[Given problem]: Repeat the lines of the listing below exactly, starting at the line that contains "Objective — one point per instance of the dark" and running through the last line, both included, and only those.

Named-object pointing records
☆ ☆ ☆ ☆
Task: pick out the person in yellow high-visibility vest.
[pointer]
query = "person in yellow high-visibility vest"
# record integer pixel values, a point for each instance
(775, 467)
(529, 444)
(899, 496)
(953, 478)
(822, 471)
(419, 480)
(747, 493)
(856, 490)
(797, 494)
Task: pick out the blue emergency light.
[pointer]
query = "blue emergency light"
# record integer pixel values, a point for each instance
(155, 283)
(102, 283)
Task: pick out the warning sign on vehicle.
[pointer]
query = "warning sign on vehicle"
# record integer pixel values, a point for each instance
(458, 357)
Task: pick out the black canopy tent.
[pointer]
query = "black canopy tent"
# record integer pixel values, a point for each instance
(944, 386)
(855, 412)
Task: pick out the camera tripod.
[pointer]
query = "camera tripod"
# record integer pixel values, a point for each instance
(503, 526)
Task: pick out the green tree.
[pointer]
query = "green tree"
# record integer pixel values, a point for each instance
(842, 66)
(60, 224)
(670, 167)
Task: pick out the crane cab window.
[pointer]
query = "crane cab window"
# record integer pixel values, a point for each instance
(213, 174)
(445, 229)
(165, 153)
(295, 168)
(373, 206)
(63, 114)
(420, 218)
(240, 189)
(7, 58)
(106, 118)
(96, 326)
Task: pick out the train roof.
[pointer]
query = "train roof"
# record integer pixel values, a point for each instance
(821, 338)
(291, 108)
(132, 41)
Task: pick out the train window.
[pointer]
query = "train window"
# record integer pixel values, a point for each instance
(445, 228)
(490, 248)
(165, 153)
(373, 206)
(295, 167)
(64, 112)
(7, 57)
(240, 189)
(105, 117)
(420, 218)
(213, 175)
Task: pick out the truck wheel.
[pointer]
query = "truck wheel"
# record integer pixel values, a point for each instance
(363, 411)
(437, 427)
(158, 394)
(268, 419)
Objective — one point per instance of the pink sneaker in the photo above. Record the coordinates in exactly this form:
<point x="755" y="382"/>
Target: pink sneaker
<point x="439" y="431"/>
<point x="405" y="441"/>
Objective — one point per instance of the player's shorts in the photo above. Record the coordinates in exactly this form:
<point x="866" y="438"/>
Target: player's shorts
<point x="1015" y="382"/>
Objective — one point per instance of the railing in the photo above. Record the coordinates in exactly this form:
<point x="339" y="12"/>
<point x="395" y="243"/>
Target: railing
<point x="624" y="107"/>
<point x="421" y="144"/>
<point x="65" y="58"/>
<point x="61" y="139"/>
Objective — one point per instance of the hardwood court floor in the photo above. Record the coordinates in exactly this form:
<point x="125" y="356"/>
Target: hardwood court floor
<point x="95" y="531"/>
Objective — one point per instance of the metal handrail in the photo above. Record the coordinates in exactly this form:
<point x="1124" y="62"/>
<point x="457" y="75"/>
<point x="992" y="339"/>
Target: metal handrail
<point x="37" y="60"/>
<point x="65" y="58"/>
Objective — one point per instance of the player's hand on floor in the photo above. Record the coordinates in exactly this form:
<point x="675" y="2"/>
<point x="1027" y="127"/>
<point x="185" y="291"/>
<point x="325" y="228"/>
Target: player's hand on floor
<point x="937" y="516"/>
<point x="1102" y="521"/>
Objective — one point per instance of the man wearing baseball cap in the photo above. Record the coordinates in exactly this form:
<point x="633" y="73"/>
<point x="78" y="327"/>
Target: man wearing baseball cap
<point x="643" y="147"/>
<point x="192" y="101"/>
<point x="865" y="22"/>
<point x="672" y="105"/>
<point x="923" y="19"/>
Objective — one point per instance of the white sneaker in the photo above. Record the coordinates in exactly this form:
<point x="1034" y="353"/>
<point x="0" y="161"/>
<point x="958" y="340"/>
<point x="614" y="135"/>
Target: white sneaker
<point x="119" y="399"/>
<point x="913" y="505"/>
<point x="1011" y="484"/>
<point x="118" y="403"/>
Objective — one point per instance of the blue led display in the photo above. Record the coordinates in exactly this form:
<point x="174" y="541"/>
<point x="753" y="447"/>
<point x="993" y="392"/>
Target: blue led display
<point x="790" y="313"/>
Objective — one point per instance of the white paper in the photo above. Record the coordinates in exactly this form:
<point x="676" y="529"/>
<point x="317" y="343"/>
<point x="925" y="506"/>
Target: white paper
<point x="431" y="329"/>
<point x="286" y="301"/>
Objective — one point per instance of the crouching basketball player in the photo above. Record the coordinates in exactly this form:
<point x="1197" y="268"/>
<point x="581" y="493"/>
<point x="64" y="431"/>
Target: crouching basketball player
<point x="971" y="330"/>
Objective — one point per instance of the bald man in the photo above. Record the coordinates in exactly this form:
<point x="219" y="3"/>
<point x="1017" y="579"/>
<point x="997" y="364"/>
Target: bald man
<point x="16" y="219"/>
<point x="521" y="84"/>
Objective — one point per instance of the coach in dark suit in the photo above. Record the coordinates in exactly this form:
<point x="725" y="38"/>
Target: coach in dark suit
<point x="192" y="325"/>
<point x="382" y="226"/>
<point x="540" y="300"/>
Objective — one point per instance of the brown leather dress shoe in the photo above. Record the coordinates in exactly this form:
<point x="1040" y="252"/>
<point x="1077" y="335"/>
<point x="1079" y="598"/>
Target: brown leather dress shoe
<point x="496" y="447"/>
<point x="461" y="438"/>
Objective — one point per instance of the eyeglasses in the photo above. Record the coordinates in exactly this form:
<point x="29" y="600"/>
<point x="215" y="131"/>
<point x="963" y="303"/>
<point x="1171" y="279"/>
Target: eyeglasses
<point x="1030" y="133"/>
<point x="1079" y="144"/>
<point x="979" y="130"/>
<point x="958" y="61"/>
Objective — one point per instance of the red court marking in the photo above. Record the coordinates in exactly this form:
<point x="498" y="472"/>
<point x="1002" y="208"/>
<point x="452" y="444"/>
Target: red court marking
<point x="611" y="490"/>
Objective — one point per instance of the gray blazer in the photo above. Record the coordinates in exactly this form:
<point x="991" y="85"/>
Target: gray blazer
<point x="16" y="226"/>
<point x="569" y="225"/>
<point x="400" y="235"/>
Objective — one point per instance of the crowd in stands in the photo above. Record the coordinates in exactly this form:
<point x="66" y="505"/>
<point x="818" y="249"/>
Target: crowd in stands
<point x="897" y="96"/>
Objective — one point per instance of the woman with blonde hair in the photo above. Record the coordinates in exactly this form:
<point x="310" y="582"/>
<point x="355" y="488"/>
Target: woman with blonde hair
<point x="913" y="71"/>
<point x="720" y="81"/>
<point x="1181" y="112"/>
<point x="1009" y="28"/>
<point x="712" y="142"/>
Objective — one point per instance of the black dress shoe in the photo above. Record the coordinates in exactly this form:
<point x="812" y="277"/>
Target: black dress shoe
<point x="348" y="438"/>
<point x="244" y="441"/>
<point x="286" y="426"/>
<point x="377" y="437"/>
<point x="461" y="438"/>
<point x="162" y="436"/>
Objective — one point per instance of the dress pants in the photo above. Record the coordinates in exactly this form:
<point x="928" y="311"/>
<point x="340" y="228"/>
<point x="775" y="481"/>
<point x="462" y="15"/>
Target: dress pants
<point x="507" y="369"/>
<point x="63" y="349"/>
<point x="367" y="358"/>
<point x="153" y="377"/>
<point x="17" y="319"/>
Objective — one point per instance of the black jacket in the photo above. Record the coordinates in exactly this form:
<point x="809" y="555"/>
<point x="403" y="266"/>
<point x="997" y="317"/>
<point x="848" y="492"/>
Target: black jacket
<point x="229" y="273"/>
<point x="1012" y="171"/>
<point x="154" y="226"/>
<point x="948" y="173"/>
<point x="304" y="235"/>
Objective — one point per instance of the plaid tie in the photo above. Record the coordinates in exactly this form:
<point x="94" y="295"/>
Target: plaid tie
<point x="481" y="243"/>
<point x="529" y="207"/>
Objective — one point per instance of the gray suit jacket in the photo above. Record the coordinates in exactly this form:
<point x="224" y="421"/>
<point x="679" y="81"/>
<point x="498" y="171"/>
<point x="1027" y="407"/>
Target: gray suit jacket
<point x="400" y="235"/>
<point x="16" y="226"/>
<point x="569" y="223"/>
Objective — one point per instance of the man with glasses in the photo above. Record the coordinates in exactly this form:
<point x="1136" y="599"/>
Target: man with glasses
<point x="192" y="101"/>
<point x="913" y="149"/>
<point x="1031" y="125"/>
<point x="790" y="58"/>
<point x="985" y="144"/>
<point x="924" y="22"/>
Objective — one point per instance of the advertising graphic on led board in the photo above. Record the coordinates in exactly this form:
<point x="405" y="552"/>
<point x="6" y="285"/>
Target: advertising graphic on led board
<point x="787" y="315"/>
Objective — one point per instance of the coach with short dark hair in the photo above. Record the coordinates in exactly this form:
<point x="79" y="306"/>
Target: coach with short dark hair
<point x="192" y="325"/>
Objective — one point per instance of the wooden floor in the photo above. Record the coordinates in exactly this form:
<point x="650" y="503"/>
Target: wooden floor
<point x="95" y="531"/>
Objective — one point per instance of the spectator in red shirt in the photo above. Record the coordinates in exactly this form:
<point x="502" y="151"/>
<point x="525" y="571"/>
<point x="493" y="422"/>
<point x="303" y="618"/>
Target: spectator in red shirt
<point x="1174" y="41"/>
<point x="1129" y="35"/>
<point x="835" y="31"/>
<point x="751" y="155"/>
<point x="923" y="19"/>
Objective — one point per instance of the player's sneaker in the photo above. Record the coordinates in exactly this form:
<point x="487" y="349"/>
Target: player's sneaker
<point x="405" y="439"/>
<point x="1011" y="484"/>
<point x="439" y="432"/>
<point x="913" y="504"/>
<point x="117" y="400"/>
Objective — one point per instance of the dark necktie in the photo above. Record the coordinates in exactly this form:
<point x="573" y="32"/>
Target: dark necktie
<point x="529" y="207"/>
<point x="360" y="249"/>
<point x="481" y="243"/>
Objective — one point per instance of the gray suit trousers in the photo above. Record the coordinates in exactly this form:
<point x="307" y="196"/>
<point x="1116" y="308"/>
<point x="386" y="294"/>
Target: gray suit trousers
☆ ☆ ☆ ☆
[Response for this exercise]:
Objective — one point per instance of the dark necktie in the photo above. Record the coordinates in exactly this form:
<point x="573" y="32"/>
Target: dark necktie
<point x="529" y="207"/>
<point x="360" y="249"/>
<point x="481" y="243"/>
Objective — one point per instance of the gray suit trousers in the photo above. Record the coordinates in exactly this form:
<point x="307" y="196"/>
<point x="1116" y="308"/>
<point x="386" y="294"/>
Target: gray suit trousers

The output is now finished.